= Text excerpt =

================================

The year was 1971, and I was the Reuter correspondent in China during Mao’s latter years in the Cultural Revolution.

I was sitting with Clare Hollingworth talking to a rather obese high ranking Chinese army general.  

The said general then had the temerity to say to Clare: “And how old are you, comrade?”  It was a normal enough question to ask in China, and elsewhere in Asia.

Not for Clare Hollingworth. Clare answered in a furious voice: “How DARE you, Sir. How DARE you ask a lady her age.”

The general heaved himself up and slunk shame-facedly away and was not seen again.

There was no messing around with the lady who was first to report the start of the Second World War at the Polish border with Nazi Germany in 1939, and was still producing articles in her later nineties. 

At one stage, Clare came round to our house in Bangkok for dinner. I told her in advance that I had gotten married since I had last seen her in China. 

A ring came to the door and our Thai home help - we all had such luxuries in these days - went to open the door. Clare’s eyesight was already fading fast. She threw herself around the girl, and hugged her, and she hugged very few. She said: “My dear, let me congratulate on getting married to James…

Eventually things were straightened out.

================================

= Parts of the exercise =
- a) List each place the Clare Hollingworth memoir names as a noun, leaving out adjectives such as "Chinese" or "Polish." Give each place once.
- b) Answer these from the Clare Hollingworth memoir, one line each:
(i) In what year was the writer the Reuter correspondent in China?
(ii) What did the general ask Clare?
(iii) In which city was the writer's house when Clare came for dinner?
- c) Please extend the Clare Hollingworth memoir, picking up after its last sentence.

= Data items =
================================

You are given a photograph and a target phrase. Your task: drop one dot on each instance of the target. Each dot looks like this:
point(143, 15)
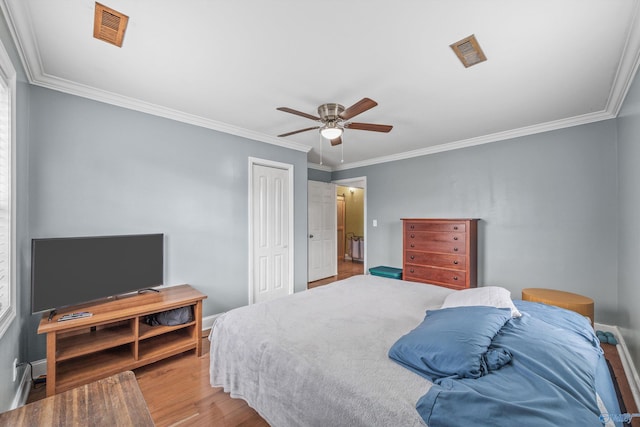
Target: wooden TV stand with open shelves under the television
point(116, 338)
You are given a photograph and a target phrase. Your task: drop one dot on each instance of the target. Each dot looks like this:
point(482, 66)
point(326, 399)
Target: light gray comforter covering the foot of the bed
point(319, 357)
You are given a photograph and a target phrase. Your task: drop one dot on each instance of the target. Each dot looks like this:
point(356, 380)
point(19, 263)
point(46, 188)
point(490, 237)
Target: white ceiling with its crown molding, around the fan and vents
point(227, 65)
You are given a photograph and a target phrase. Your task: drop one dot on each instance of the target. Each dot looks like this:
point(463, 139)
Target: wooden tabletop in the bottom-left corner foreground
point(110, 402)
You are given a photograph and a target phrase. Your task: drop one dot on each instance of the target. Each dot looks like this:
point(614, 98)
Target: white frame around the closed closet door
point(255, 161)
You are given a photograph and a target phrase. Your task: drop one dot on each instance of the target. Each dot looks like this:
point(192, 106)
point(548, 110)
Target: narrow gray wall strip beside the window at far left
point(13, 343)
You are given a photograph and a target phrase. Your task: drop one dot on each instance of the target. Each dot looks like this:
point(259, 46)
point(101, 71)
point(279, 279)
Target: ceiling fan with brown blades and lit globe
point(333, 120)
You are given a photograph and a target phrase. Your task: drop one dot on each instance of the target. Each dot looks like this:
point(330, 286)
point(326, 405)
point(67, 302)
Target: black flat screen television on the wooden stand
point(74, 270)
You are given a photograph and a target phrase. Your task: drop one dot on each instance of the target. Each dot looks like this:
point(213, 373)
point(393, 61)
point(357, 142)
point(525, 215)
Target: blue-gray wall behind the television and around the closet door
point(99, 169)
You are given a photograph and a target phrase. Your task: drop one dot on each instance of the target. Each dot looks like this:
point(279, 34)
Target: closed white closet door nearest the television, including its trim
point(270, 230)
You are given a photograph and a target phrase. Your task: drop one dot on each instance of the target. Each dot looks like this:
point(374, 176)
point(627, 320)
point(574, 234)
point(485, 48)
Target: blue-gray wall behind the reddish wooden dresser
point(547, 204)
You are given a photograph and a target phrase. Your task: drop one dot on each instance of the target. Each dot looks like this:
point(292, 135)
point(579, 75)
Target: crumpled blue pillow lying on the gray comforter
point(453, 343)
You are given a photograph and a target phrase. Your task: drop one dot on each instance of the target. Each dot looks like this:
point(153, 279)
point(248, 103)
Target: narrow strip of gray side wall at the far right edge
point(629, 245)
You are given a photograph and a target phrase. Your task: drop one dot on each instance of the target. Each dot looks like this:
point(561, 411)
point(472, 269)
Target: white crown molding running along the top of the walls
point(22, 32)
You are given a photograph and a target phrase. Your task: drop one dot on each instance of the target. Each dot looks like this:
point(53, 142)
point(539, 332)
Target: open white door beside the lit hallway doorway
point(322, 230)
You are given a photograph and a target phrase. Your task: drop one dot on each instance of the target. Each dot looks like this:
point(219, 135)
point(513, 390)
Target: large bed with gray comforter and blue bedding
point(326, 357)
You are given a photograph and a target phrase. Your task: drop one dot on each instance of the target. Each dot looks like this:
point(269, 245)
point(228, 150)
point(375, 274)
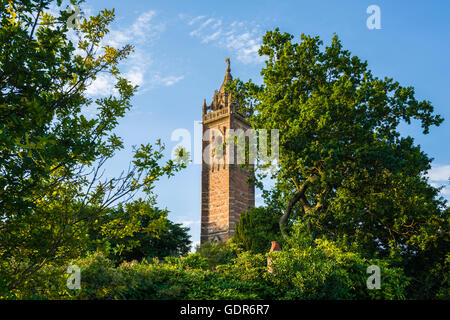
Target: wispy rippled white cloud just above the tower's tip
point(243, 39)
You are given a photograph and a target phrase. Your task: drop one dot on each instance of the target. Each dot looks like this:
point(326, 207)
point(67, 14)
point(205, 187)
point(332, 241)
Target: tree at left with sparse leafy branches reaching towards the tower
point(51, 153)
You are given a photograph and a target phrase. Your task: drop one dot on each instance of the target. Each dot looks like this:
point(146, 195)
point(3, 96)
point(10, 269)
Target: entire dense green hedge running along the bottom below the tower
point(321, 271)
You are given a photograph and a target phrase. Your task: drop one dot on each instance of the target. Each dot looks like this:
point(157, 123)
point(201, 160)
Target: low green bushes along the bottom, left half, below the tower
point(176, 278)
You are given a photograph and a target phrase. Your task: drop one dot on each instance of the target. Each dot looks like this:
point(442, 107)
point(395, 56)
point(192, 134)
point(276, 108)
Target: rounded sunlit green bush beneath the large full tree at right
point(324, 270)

================================

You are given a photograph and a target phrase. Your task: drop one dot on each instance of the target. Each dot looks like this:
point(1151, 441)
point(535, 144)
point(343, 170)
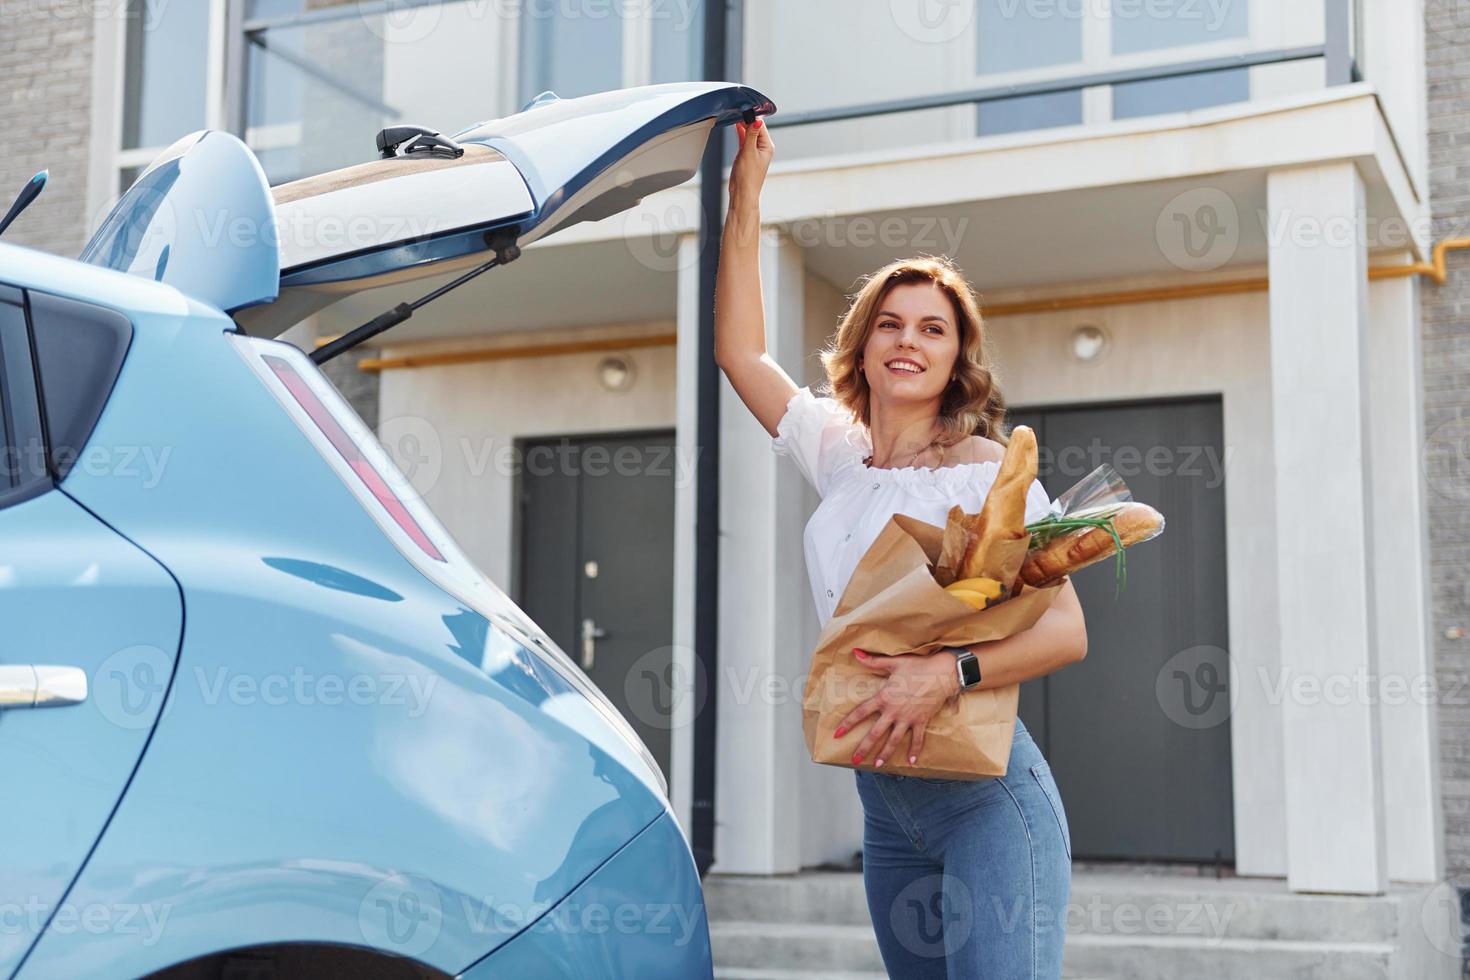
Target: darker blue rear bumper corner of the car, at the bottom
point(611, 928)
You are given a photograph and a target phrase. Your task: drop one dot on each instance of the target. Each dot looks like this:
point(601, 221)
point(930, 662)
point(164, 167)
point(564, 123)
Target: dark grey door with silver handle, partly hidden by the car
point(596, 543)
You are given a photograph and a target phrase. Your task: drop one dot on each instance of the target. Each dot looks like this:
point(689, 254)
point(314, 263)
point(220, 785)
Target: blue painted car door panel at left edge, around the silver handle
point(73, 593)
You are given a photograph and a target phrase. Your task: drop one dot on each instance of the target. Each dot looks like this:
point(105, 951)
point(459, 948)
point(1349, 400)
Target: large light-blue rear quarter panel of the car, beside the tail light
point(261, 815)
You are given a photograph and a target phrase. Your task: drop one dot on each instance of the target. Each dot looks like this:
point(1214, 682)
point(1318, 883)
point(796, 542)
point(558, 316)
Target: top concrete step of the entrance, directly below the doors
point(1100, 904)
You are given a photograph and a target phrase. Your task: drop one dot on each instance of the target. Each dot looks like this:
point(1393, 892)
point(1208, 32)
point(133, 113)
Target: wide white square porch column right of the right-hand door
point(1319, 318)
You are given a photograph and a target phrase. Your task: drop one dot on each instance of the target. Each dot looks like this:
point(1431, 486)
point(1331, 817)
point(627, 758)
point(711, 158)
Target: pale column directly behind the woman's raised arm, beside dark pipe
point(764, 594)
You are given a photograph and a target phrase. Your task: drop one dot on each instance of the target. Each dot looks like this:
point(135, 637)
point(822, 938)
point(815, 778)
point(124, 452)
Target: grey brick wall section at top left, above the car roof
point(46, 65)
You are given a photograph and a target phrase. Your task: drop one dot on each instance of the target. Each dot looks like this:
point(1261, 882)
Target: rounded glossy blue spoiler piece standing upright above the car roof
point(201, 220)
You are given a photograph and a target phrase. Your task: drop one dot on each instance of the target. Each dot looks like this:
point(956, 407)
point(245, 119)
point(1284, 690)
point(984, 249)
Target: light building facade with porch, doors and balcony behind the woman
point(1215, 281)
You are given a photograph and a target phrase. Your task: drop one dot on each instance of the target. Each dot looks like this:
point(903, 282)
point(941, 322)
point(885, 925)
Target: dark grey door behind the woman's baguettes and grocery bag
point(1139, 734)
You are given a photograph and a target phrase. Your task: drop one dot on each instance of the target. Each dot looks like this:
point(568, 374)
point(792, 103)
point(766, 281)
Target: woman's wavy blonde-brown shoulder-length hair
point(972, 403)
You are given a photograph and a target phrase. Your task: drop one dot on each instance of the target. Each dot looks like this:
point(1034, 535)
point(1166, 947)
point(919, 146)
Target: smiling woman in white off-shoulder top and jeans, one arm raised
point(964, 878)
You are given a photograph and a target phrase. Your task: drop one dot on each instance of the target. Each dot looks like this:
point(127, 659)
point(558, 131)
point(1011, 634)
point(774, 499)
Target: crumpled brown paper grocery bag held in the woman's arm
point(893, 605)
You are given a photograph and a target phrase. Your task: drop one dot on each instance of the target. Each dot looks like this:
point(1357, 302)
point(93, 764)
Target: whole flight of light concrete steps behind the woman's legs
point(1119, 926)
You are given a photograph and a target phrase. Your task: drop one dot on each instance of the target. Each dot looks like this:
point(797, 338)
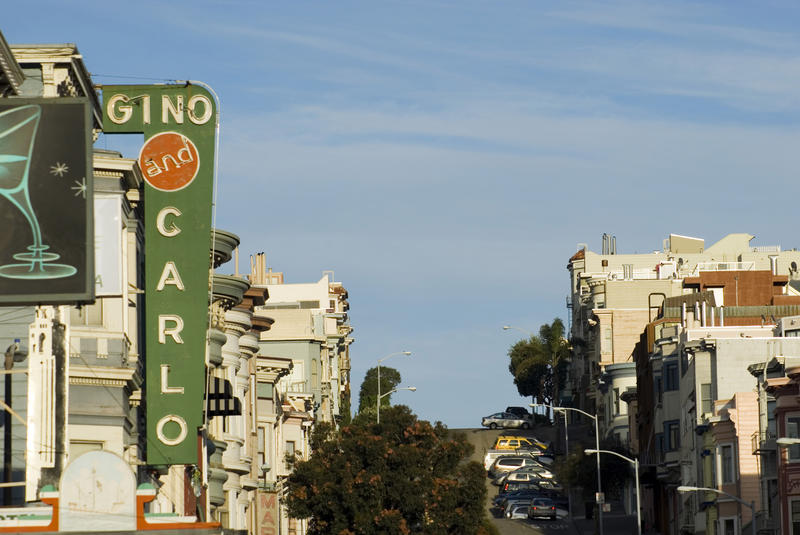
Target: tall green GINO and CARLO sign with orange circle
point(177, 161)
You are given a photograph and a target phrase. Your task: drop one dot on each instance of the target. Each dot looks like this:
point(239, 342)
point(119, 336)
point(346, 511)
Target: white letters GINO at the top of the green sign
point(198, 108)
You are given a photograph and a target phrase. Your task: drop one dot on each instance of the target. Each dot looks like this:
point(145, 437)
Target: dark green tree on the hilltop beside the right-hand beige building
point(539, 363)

================================

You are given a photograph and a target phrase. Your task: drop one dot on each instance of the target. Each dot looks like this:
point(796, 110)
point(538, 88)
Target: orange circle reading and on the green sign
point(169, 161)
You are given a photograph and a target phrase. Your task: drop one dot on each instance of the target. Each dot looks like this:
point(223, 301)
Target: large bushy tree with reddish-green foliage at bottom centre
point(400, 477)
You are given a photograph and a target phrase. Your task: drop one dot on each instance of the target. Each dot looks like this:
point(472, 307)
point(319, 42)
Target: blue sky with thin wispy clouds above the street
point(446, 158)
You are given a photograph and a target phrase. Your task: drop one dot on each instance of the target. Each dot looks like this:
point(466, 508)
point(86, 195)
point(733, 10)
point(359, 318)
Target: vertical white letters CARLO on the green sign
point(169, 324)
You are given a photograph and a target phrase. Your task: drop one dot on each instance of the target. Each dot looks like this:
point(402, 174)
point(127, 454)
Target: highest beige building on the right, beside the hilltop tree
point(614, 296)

================================

= Outputs in order =
- a)
China
Asia
Nazi Germany
Bangkok

- b)
(i) 1971
(ii) "And how old are you, comrade?"
(iii) Bangkok

- c)
I once went out to Peking airport at night with colleague Jonathan Sharp to meet Clare coming in after a lengthy absence. She chatted at the gate for a while, then said: “What’s happening? Is it a story? Why are you at the airport so late at night?”

She thought we were fibbing when we said we had come to escort her to her hotel.

In fact, at the back of my mind came the thought that Clare, though as gracious as always, would just as soon have struggled home herself, though there were never taxis at the airport, and in Peking only 15 taxis in all in that massive city, and these always gave priority to Albanians. (I always said I was Albanian when I called for transport).   

Clare was good company in China at a time when there were only five Western correspondents there. Now there are hundreds. 

Hong Kong won’t be the same without her.